Take every line from the records below that includes the word "grass".

== == ==

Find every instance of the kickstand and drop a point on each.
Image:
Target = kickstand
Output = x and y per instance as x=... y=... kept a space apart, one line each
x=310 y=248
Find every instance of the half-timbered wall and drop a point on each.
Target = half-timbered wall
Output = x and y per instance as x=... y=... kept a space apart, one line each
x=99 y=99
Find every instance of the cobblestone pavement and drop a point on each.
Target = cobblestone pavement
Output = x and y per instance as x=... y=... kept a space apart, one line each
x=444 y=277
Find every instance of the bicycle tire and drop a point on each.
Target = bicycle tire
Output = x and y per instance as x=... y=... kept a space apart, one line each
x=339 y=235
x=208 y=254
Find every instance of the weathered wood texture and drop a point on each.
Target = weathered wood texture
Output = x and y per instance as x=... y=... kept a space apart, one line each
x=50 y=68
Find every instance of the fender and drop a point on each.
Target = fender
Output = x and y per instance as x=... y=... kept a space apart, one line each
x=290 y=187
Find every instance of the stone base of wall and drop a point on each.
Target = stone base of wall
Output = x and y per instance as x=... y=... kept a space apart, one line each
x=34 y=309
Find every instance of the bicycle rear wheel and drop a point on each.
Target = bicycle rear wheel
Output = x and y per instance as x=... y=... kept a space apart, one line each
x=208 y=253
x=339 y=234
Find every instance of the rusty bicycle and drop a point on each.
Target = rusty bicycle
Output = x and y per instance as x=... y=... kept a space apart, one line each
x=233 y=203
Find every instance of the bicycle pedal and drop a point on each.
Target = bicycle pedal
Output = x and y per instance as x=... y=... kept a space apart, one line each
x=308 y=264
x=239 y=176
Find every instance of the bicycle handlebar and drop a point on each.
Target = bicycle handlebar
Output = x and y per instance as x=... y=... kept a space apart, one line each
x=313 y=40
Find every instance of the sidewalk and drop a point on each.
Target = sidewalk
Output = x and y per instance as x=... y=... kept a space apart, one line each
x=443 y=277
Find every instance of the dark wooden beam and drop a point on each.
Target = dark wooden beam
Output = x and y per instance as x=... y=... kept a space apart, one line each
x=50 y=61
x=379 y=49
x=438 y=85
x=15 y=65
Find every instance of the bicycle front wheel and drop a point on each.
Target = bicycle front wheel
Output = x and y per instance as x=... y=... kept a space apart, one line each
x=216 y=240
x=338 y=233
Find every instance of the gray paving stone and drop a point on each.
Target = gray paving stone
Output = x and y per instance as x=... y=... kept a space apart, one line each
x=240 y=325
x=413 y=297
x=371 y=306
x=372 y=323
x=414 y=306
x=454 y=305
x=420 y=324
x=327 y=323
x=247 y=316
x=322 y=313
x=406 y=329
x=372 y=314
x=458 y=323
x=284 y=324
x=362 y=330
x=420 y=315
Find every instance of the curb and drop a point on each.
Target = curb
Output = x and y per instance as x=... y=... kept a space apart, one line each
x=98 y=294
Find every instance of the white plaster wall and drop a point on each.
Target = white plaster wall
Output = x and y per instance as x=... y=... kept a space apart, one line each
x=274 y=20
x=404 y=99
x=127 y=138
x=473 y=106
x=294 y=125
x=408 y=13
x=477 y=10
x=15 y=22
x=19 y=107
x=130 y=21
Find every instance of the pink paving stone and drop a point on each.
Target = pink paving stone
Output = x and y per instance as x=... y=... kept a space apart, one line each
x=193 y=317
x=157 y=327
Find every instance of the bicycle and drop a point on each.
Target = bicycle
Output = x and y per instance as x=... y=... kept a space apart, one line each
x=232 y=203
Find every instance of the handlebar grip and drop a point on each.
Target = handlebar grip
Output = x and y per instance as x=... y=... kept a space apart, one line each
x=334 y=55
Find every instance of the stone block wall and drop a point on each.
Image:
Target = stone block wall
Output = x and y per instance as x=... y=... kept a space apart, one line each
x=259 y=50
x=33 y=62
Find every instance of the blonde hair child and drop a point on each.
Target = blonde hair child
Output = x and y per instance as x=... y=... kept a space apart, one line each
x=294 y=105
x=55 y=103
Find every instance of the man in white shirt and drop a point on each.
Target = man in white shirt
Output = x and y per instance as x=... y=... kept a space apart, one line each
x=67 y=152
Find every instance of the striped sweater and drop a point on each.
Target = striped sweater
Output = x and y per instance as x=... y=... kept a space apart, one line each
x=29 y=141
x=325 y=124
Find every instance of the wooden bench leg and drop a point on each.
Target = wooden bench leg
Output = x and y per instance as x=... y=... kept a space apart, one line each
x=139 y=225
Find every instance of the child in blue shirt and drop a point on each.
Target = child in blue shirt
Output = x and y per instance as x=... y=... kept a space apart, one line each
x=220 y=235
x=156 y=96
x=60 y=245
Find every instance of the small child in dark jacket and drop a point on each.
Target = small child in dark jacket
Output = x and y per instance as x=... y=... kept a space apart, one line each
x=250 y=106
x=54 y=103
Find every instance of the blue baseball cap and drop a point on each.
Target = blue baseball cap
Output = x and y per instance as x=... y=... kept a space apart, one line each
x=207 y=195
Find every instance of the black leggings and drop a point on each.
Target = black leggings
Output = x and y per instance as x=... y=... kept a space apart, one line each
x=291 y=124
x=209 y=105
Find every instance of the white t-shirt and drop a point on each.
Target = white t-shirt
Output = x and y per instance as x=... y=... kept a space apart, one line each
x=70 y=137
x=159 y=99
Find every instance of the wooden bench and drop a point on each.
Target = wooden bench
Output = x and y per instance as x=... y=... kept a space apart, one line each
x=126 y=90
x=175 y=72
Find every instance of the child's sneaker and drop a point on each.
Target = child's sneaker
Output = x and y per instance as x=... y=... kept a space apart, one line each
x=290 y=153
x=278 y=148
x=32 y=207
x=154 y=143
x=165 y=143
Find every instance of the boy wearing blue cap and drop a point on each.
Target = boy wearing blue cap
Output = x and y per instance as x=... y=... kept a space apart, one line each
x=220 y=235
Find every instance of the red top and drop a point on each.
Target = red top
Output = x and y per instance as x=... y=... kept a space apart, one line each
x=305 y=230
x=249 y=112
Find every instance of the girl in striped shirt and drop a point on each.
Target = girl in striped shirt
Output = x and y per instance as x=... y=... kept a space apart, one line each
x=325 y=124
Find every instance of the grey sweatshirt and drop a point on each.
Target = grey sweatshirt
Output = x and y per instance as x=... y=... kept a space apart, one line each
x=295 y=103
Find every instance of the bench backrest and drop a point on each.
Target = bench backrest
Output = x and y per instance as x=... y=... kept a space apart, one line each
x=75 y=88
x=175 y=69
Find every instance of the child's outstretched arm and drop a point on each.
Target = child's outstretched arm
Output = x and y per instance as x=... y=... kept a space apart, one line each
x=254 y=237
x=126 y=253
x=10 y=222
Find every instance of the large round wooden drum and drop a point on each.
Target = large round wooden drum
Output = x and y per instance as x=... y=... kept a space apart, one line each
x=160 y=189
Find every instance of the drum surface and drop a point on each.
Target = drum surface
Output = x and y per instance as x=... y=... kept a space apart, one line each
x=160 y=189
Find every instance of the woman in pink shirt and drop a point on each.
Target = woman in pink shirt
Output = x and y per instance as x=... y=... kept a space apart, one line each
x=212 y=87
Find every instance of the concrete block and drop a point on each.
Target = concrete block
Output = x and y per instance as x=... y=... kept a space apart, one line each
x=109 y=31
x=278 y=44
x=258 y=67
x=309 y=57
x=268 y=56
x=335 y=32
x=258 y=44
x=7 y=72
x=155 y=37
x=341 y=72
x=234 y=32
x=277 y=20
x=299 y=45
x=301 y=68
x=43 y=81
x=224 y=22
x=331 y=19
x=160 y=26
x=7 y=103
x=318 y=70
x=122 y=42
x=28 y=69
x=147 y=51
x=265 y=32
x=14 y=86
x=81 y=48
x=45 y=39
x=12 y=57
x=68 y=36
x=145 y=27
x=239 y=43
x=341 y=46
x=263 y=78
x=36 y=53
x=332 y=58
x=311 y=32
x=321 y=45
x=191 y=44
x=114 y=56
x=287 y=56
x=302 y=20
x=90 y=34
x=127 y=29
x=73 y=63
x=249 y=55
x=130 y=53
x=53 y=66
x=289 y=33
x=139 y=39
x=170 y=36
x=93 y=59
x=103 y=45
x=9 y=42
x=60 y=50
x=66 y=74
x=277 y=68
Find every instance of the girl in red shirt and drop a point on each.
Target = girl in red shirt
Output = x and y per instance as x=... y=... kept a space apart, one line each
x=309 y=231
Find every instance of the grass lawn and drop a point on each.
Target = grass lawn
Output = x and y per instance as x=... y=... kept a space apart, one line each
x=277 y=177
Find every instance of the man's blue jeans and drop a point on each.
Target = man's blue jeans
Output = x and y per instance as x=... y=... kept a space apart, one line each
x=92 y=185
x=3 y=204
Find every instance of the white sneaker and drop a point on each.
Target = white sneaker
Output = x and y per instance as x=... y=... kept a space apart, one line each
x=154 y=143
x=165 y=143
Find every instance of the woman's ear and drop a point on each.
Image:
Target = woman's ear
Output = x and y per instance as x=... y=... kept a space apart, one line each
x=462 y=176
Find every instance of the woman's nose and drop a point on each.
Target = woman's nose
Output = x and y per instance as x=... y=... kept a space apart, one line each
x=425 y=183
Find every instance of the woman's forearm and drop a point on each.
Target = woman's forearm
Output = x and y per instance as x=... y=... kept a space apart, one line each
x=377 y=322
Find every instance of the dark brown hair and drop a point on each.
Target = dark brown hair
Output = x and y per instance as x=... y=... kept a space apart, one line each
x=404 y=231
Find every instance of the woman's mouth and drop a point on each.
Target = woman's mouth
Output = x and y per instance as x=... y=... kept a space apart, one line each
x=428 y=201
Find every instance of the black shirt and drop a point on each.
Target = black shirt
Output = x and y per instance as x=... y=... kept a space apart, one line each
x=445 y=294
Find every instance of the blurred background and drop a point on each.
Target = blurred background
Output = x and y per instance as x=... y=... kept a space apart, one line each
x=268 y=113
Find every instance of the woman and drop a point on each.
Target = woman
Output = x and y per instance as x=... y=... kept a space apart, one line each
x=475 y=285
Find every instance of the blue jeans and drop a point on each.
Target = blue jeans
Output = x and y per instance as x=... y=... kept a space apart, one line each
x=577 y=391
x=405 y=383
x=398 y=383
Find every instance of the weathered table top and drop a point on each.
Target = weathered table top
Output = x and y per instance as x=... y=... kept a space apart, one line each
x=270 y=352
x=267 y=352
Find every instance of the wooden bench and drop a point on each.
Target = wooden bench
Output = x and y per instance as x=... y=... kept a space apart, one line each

== == ==

» **Answer for this exercise**
Find every instance of the grass lawn and drop a point on each.
Target = grass lawn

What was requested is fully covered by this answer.